# INSTRUCTIONS FOR THE TASK
Exactly and only the lines from the one containing "Practice step: point at the tugboat" through the close of the entries below are to be set down.
################
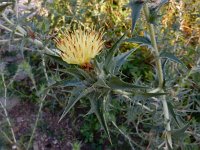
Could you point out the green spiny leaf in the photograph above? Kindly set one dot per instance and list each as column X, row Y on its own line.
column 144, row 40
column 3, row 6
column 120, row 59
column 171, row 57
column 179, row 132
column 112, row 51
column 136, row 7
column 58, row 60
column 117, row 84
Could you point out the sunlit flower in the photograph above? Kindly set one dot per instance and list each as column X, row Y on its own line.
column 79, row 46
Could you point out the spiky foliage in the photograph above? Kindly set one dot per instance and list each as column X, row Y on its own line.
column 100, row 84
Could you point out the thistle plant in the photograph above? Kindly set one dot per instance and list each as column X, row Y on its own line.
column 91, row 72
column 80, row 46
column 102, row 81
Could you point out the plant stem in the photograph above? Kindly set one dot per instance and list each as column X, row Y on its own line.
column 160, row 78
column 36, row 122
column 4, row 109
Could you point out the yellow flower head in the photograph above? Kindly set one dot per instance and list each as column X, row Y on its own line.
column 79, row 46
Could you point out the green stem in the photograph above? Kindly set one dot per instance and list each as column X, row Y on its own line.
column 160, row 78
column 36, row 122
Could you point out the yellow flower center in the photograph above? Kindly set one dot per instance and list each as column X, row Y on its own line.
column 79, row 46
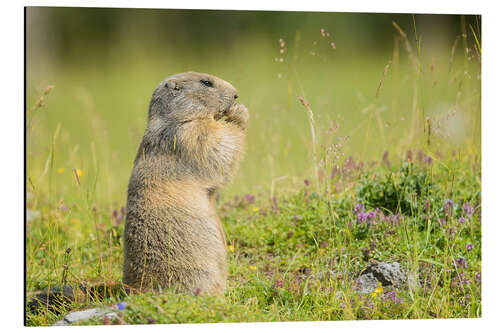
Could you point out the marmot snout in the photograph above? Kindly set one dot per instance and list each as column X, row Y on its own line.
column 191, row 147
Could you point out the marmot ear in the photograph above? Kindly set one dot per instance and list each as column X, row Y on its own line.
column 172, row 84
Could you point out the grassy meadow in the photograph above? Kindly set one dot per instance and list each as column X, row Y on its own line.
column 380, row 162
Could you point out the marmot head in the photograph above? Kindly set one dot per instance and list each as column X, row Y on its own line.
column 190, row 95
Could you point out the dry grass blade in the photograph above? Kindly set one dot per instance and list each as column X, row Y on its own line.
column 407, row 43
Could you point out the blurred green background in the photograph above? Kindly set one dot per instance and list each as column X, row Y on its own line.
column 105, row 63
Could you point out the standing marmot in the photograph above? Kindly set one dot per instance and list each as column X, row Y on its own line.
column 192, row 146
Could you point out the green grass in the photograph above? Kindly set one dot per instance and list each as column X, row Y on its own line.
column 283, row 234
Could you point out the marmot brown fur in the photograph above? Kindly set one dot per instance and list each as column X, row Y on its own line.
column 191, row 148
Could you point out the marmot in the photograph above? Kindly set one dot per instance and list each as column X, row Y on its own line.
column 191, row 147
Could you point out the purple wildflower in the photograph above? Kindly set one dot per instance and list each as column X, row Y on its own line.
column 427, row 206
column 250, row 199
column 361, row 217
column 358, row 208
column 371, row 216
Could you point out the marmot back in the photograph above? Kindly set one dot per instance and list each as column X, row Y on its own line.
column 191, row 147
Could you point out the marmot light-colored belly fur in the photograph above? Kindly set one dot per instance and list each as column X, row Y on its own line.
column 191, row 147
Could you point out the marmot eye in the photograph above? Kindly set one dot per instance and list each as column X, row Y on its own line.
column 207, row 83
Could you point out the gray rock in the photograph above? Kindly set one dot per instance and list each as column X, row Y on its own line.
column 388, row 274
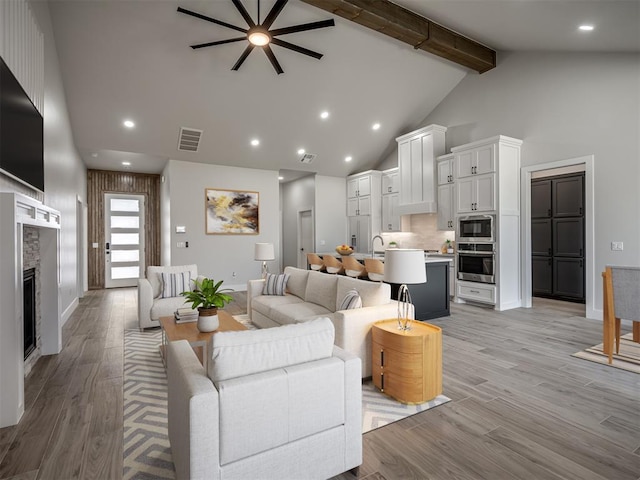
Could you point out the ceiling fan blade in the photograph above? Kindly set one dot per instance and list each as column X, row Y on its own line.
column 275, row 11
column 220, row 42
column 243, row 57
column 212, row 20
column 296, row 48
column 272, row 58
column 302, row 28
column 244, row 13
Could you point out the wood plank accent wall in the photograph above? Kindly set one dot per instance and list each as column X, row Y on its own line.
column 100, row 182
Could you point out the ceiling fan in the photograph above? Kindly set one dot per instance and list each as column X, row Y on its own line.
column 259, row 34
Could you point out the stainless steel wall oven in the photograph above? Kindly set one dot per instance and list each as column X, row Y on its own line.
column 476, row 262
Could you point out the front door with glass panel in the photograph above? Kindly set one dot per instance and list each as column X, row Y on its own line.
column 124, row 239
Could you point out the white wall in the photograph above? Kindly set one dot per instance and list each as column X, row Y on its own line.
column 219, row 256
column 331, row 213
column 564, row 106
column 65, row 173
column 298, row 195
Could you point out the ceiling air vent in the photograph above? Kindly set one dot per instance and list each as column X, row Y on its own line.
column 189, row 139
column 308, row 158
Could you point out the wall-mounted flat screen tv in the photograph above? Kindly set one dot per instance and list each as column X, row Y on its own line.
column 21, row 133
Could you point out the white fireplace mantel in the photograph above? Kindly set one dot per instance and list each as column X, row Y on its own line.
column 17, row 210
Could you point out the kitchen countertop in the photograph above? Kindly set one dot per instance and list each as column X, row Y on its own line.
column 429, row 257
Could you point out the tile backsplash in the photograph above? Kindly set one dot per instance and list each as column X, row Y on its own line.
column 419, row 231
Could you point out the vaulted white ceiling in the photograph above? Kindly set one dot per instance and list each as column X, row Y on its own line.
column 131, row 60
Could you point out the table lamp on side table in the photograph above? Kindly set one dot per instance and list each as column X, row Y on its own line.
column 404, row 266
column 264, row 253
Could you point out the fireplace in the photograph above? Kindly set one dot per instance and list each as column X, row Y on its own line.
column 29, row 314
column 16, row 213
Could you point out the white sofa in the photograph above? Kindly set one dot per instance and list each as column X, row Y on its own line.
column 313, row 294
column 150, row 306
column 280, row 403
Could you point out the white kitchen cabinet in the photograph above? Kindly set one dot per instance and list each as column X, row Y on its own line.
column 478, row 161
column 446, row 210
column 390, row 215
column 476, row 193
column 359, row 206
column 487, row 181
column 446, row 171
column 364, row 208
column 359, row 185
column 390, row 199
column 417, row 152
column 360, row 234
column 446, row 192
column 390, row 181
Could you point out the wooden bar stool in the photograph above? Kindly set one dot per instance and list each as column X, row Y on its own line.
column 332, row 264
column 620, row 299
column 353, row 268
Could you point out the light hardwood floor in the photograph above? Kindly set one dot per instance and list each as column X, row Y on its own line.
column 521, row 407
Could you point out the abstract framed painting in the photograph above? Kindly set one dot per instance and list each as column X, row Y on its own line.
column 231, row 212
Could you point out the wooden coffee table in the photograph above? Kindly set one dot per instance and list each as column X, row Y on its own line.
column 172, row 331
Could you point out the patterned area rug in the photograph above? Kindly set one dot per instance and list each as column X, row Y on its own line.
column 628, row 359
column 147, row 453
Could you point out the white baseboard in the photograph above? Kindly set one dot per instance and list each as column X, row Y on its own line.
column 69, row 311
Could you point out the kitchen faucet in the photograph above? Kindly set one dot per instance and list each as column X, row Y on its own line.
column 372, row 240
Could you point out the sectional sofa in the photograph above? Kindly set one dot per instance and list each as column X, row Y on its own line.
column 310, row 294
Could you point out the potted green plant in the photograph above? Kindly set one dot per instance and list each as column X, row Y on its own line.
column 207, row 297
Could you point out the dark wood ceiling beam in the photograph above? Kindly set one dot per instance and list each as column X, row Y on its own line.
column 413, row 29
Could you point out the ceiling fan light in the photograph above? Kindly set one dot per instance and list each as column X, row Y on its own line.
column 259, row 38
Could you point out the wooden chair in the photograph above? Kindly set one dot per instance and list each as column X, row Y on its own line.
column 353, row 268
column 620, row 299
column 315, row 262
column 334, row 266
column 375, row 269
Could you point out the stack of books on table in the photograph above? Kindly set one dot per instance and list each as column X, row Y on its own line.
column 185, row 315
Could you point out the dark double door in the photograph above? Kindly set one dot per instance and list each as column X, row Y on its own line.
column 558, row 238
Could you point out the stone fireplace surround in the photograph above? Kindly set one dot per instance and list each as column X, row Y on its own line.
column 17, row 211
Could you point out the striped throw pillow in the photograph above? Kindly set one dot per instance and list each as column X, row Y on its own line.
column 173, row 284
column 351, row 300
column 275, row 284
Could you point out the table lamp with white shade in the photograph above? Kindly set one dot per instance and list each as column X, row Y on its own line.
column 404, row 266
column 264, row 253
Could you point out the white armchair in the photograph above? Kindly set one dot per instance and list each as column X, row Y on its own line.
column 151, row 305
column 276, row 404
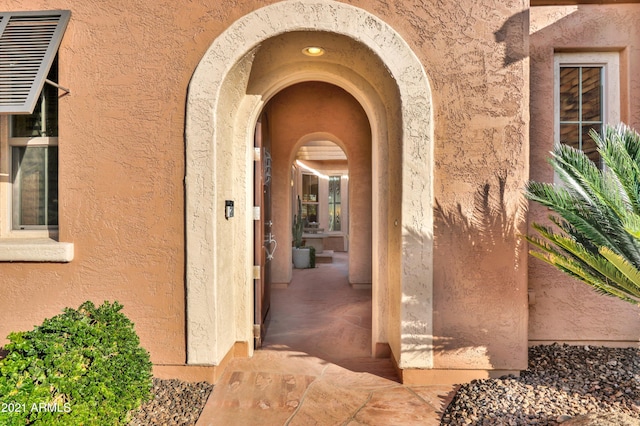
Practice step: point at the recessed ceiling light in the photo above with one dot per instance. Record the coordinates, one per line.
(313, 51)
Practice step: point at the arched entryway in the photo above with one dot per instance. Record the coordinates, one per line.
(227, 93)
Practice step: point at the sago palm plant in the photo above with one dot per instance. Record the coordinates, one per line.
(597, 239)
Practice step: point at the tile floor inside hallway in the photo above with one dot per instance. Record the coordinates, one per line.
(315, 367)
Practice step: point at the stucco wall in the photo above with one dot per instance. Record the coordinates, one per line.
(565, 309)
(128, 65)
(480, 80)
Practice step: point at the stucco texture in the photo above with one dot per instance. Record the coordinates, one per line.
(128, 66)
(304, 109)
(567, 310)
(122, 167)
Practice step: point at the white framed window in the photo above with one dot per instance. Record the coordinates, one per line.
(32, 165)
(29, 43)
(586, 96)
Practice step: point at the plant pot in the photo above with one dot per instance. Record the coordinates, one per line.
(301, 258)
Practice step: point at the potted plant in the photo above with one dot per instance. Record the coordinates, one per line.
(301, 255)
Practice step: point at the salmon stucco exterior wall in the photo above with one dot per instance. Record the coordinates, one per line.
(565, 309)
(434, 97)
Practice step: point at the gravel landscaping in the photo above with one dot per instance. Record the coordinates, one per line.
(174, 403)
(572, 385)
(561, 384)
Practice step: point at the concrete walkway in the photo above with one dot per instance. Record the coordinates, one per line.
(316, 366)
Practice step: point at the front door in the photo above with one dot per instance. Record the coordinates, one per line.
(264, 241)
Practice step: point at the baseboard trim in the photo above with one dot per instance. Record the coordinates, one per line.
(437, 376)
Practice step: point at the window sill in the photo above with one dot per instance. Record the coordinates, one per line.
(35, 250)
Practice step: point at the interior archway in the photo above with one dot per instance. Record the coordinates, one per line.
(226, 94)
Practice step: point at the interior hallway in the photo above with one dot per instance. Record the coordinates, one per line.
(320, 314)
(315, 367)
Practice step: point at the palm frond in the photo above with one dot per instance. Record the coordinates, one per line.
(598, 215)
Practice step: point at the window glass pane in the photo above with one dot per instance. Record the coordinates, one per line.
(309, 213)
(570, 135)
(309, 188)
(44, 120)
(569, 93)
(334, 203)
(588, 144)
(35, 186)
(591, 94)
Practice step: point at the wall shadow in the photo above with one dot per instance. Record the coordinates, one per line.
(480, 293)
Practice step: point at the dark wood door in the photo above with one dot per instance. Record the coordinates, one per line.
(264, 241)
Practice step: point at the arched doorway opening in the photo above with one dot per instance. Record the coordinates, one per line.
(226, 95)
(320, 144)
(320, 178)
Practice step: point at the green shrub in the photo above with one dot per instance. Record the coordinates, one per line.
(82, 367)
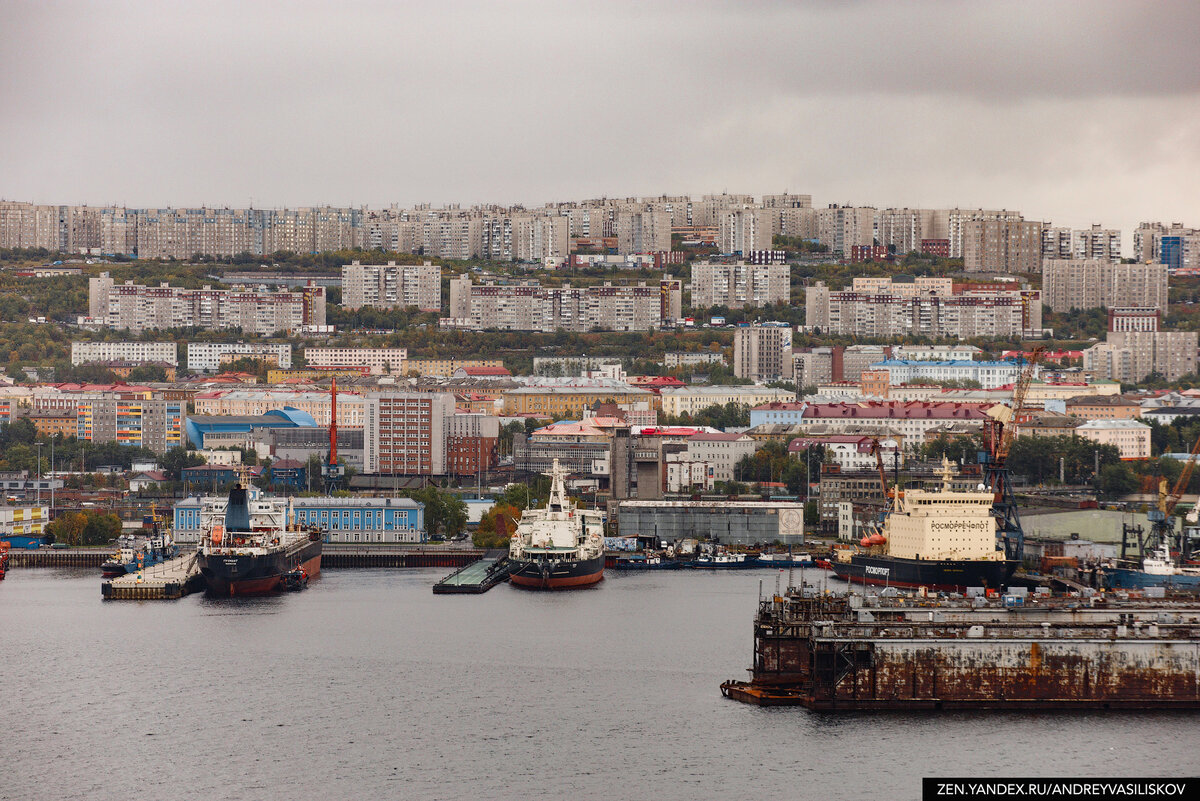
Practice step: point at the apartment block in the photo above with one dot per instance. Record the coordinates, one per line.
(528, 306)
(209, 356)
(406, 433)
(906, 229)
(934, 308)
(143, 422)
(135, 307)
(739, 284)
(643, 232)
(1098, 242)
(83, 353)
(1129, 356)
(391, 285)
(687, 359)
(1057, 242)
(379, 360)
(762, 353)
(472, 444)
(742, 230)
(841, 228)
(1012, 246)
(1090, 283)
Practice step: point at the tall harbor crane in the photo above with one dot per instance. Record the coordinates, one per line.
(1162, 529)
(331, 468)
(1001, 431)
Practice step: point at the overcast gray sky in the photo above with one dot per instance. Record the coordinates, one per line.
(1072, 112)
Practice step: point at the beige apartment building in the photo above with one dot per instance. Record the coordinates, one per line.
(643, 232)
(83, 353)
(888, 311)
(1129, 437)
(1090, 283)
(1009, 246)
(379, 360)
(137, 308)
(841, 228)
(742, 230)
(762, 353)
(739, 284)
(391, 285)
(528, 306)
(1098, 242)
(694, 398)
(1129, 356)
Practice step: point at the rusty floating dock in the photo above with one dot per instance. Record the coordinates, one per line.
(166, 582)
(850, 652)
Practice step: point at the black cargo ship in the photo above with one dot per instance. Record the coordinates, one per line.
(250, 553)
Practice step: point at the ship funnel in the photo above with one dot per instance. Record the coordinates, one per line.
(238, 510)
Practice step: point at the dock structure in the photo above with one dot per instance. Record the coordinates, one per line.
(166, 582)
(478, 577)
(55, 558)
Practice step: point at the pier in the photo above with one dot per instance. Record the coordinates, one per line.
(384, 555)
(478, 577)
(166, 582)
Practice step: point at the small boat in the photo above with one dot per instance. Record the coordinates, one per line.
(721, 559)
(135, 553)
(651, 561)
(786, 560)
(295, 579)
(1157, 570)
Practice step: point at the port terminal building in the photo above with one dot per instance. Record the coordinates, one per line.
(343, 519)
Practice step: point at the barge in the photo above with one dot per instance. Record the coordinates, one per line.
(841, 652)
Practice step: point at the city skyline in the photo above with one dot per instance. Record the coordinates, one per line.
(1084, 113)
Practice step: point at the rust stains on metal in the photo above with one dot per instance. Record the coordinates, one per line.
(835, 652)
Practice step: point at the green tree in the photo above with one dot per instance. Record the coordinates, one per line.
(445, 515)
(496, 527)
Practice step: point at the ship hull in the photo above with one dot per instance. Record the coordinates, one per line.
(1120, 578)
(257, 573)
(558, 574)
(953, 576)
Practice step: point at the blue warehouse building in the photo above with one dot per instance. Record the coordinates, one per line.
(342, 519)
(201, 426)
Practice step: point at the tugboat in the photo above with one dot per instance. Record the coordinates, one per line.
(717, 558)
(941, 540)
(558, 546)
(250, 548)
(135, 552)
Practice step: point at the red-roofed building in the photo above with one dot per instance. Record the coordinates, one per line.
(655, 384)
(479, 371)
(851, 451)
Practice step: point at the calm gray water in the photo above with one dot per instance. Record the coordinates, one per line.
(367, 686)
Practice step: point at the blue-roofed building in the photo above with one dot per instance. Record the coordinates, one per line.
################
# WRITTEN RESPONSE
Practice step: point at the tugboat in the photo above with one dot per instance. Record the coordinates, one per line.
(717, 558)
(941, 540)
(558, 546)
(250, 548)
(135, 552)
Practice step: point at the red-roofed building in the photo above with one dot per instance. Record the coordinates, one per line.
(655, 384)
(479, 371)
(851, 451)
Practice step: point at the calm gray water in the photo above with one dot per instance. Record the coordinates, one per line.
(367, 686)
Practice step: point at the blue-roofed building in the photo above with one dot per instance. Record the coordinates, one per line.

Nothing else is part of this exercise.